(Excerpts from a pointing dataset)
※
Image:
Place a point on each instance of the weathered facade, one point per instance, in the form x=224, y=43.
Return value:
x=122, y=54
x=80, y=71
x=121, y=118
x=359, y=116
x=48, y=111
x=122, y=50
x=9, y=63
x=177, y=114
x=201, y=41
※
Instructions to follow: Write out all of the entries above, reproducing every line without any change.

Solution to the exercise:
Image:
Place a point on each instance of the weathered facade, one point per instance, in the form x=224, y=43.
Return value:
x=122, y=54
x=80, y=71
x=121, y=118
x=359, y=116
x=48, y=111
x=122, y=50
x=9, y=63
x=177, y=114
x=201, y=41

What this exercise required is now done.